#### [DOCUMENT EXCERPT]
=-=-=-=-=
[GSoC 2020] Automatic Detection of Parallel Compilation Viability

[Giuliano Belinassi <giuliano.belinassi@usp.br>]

Hi, all

I want to propose and apply for the following GSoC project: Automatic
Detection of Parallel Compilation Viability.

https://www.ime.usp.br/~belinass/Automatic_Detection_of_Parallel_Compilation_Viability.pdf

Feedback is welcome :)

Here is a markdown version of it:

**Automatic Detection of Parallel Compilation Viability**

[Giuliano Belinassi]{style="color: darkgreen"}\
Timezone: GMT$-$3:00\
University of São Paulo -- Brazil\
IRC: giulianob in \#gcc\
Email: [`giuliano.belinassi@usp.br`](mailto:giuliano.belinassi@usp.br)\
Github: <https://github.com/giulianobelinassi/>\
Date:

About Me Computer Science Bachelor (University of São Paulo), currently
pursuing a Masters Degree in Computer Science at the same institution.
I've always been fascinated by topics such as High-Performance Computing
and Code Optimization, having worked with a parallel implementation of a
Boundary Elements Method software in GPU. I am currently conducting
research on compiler parallelization and developing the
[ParallelGcc](https://gcc.gnu.org/wiki/ParallelGcc) project, having
already presented it in [GNU Cauldron
2019](https://www.youtube.com/watch?v=jd6R3IK__1Q).

**Skills**: Strong knowledge in C, Concurrency, Shared Memory
Parallelism, Multithreaded Debugging and other typical programming
tools.

Brief Introduction

In [ParallelGcc](https://gcc.gnu.org/wiki/ParallelGcc), we showed that
parallelizing the Intra Procedural optimizations improves speed when
compiling huge files by a factor of 1.8x in a 4 cores machine, and also
showed that this takes 75% of compilation time.
=-=-=-=-=
#### [LISTED RECORDS]
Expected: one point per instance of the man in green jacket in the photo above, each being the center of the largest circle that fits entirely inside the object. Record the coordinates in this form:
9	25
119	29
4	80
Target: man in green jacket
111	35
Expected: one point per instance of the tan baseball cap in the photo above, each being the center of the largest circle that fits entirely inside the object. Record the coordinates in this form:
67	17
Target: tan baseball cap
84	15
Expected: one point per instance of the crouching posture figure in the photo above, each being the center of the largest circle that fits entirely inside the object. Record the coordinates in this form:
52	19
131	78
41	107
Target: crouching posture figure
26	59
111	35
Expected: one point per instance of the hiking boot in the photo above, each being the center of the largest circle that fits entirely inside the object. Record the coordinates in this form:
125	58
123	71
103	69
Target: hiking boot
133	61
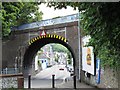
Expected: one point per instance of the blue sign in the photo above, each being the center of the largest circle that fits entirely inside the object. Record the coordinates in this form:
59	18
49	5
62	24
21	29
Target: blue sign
98	71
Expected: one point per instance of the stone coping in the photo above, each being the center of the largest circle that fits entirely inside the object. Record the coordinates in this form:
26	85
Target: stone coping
11	75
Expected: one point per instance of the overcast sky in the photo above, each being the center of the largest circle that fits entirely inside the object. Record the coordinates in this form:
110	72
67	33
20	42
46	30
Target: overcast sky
49	13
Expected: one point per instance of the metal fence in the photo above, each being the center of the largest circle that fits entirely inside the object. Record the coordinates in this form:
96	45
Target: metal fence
9	71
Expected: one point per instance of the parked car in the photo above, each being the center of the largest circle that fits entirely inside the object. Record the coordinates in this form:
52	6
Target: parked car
61	69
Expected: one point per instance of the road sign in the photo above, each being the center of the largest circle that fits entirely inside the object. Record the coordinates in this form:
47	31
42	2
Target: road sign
42	33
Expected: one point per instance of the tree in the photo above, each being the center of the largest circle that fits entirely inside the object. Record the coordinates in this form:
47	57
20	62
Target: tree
17	13
102	22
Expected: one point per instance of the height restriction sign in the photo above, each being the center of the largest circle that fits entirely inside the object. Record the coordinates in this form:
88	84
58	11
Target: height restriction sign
42	33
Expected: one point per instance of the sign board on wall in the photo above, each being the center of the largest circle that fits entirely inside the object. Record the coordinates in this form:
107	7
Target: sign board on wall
88	63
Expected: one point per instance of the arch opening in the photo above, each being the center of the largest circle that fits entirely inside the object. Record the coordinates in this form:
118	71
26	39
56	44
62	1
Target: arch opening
36	45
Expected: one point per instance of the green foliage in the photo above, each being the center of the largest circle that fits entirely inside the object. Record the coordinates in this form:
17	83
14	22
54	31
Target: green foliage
17	13
102	22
=-=-=-=-=
#### [WHAT IS REQUIRED]
In the GSoC proposal, by what factor did parallelizing the Intra Procedural optimizations speed up compiling huge files on a 4-core machine?

#### [RESPONSE TO THIS TASK]
By a factor of 1.8x.